#### Given records
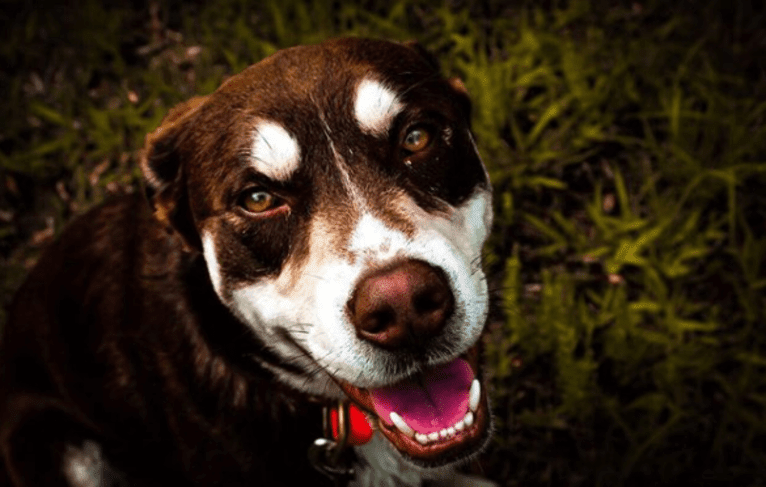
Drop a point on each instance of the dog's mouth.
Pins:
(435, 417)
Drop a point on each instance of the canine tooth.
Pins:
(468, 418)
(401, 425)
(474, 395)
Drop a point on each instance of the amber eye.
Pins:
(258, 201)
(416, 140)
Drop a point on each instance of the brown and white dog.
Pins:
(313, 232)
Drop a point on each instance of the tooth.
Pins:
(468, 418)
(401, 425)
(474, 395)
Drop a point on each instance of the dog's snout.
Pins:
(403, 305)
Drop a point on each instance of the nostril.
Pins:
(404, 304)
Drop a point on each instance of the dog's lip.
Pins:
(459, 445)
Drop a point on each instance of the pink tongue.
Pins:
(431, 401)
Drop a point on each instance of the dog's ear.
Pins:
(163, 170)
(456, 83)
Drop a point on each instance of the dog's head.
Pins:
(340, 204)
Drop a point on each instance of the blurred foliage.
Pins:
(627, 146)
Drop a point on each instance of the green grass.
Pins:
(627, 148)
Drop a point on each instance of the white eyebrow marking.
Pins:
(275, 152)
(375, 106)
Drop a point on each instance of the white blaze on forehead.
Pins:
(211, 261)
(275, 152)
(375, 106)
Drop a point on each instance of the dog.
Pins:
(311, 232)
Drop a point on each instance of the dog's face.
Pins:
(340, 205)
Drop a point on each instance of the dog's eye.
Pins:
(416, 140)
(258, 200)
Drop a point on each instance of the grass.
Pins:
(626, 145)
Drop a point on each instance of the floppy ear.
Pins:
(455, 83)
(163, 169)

---

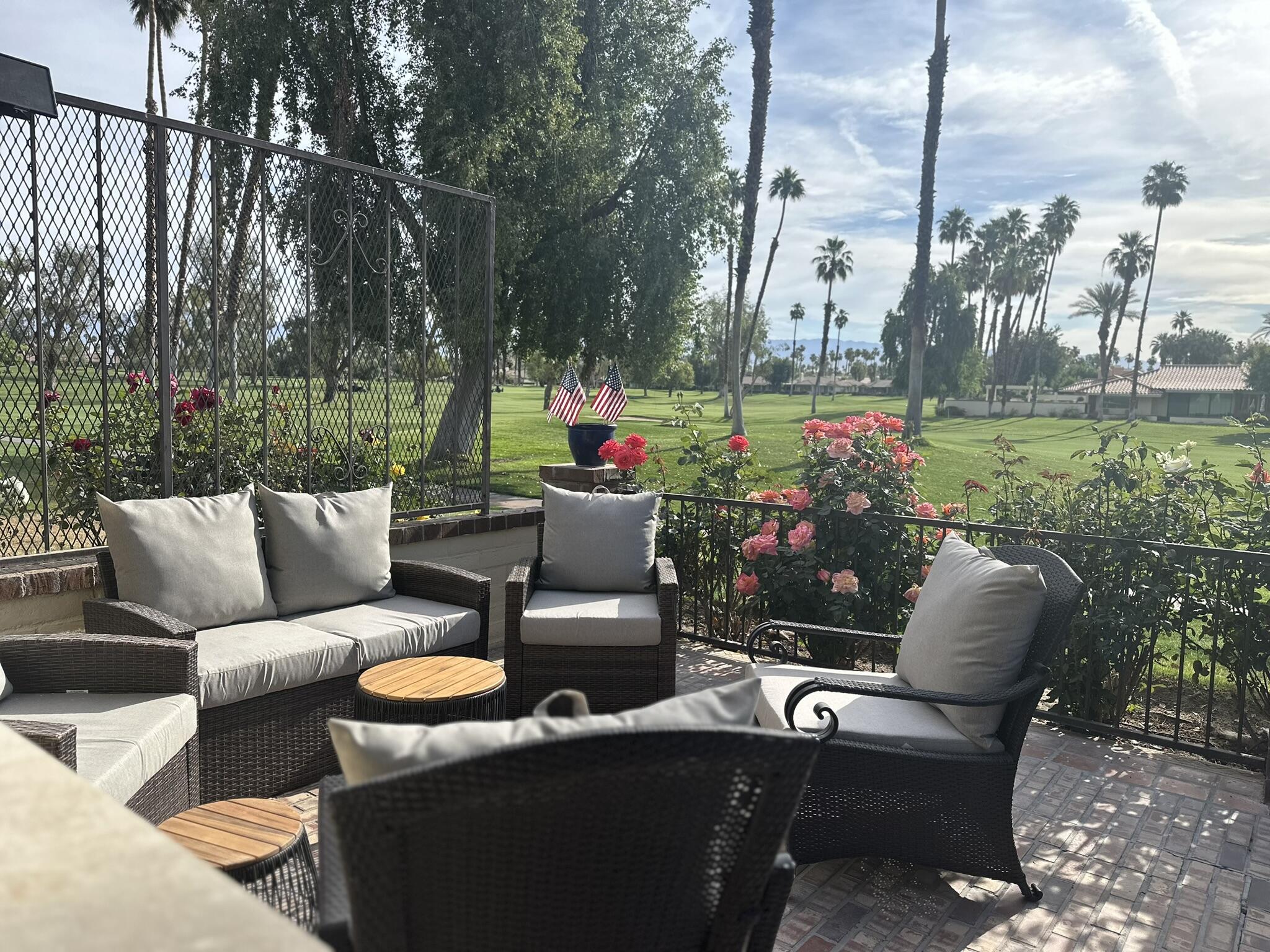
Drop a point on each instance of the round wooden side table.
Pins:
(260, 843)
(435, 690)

#### What is expected
Please identify every line above that contains the word "white", matching its case exactly, and copy each of those lines in full.

#### Reply to the exercise
Drop a point on each instance of the brown and white dog.
Drop a point on each instance of the white eyebrow marking.
Drop a point on each instance of the white blaze on forehead.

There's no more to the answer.